- Data to use
----------

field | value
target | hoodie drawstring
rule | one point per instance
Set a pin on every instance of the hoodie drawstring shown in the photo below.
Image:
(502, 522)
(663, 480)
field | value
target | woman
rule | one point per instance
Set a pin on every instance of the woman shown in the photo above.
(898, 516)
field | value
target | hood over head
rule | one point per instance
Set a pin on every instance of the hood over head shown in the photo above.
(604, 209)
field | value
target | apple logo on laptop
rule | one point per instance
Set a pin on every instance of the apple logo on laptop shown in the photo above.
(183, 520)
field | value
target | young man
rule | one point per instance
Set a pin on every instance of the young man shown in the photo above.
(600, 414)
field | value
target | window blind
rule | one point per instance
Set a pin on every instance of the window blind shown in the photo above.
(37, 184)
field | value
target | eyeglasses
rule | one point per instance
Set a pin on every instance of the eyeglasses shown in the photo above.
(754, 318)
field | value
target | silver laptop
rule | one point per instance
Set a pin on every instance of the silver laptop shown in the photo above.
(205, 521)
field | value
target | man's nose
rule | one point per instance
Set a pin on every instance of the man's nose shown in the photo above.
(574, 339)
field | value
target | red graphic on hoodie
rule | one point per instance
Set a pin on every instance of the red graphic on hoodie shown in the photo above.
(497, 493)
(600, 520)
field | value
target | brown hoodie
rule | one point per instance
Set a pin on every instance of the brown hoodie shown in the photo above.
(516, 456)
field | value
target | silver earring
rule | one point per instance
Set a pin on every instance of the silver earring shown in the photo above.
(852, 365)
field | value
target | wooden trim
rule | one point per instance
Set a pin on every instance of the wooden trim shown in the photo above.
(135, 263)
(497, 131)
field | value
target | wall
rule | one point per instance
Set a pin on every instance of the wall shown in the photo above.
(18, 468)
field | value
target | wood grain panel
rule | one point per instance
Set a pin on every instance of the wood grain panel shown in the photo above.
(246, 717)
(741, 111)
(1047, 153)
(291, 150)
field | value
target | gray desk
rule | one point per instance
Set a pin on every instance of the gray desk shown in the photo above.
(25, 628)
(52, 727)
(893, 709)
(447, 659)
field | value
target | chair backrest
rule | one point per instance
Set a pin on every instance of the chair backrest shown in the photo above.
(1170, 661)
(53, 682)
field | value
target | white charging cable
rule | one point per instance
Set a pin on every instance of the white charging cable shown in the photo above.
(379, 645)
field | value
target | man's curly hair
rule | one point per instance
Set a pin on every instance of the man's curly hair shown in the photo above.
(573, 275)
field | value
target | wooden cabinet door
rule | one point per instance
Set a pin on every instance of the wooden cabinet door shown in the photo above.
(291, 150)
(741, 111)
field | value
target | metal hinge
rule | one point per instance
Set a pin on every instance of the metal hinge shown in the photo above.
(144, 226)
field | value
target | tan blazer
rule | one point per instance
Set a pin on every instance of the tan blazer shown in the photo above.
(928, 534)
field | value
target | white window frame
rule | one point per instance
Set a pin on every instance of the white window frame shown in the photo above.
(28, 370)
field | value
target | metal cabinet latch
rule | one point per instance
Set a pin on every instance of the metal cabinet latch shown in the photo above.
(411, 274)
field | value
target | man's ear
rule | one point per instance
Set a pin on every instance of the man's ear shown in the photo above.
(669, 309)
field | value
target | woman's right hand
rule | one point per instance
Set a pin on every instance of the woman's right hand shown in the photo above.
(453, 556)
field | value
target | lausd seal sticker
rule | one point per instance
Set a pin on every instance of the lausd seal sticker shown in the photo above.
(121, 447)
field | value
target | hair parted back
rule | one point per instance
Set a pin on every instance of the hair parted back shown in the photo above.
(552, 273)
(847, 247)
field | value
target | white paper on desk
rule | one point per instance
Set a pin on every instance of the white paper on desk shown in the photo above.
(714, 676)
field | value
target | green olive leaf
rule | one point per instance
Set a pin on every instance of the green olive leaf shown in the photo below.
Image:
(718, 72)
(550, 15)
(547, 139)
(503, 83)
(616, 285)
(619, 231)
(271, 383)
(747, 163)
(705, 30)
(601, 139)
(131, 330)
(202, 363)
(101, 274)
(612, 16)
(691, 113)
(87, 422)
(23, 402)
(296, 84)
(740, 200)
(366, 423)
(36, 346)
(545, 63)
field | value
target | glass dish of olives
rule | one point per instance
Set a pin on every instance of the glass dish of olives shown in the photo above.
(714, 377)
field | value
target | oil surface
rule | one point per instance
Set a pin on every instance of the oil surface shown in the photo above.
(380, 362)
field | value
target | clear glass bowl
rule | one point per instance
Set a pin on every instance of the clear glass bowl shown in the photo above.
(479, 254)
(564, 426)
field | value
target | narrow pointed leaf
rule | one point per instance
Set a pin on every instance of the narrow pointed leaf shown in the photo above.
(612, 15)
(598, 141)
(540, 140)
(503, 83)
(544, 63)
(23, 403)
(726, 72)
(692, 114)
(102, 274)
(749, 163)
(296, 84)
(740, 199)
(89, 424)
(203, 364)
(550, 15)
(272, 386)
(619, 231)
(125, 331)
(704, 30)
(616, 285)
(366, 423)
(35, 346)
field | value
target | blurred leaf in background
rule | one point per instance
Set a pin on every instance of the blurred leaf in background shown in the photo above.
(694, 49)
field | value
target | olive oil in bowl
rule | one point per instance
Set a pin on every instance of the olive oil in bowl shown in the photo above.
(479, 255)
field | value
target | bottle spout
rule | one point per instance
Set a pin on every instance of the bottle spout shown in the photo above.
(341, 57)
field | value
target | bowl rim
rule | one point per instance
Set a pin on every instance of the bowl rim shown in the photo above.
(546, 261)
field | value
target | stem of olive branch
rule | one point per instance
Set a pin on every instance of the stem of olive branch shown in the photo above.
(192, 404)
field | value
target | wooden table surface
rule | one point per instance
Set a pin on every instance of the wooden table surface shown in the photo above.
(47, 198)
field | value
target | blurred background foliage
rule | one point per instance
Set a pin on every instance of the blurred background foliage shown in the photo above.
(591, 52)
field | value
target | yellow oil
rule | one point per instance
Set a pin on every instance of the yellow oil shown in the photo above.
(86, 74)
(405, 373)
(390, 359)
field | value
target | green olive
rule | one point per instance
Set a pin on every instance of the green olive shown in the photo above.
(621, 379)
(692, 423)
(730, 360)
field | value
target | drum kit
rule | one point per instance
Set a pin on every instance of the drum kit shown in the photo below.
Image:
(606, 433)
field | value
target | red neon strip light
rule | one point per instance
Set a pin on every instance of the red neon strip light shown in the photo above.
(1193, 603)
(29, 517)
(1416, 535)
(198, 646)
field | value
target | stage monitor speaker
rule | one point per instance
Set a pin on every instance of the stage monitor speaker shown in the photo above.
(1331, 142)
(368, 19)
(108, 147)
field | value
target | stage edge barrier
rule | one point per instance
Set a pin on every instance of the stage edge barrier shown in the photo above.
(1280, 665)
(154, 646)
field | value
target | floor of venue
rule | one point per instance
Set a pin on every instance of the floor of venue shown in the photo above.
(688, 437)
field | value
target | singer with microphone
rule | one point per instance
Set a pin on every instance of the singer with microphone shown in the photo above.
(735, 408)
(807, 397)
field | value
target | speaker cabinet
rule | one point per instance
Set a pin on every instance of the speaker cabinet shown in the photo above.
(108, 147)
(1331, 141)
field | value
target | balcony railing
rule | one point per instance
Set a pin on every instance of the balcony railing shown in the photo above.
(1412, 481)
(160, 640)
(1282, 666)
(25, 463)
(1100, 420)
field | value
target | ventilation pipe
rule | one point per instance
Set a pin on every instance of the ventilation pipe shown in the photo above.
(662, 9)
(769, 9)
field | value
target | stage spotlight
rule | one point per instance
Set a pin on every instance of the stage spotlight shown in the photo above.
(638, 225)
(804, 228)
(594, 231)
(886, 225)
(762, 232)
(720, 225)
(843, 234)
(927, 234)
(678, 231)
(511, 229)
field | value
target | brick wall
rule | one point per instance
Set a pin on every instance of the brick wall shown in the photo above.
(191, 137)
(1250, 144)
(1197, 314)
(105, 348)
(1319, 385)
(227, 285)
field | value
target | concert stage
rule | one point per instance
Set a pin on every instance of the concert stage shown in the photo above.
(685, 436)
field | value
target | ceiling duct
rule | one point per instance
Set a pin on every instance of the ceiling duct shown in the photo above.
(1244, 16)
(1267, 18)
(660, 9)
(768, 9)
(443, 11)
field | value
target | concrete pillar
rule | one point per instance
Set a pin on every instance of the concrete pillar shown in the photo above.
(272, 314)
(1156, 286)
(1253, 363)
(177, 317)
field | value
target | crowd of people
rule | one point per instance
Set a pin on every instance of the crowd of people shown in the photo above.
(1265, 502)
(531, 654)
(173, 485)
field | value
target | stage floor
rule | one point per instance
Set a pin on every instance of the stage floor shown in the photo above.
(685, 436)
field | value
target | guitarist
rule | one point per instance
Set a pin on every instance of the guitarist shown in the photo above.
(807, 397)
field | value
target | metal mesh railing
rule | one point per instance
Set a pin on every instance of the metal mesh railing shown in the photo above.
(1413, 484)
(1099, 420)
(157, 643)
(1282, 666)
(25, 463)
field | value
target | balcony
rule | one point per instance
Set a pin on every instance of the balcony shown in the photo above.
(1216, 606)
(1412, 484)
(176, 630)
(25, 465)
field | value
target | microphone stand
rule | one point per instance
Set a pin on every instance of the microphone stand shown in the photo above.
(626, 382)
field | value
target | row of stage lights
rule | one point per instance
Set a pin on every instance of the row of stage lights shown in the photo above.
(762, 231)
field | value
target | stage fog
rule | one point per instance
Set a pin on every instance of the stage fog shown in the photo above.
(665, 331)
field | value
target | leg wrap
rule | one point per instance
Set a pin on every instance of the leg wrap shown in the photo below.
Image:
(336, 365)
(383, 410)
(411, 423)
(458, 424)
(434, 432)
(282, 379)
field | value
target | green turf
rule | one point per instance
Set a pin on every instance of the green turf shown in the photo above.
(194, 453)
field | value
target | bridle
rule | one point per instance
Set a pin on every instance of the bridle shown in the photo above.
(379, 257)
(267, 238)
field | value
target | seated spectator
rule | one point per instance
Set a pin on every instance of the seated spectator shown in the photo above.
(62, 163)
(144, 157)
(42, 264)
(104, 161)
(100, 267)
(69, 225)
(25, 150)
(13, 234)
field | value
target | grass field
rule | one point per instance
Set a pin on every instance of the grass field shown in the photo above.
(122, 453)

----------

Please go through the data above and copy each line containing the word "drawstring".

target | hoodie drawstring
Set a pin on every instance of the hoodie drawstring shown in the photo below.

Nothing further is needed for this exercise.